To be done: Retype the data below line for line, keeping every character unchanged.

** Begin **

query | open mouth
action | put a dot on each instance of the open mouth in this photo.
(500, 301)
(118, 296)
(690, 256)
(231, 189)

** End **

The result:
query | open mouth
action | put a dot on each instance of the open mouth in this photo.
(500, 301)
(118, 296)
(690, 256)
(231, 189)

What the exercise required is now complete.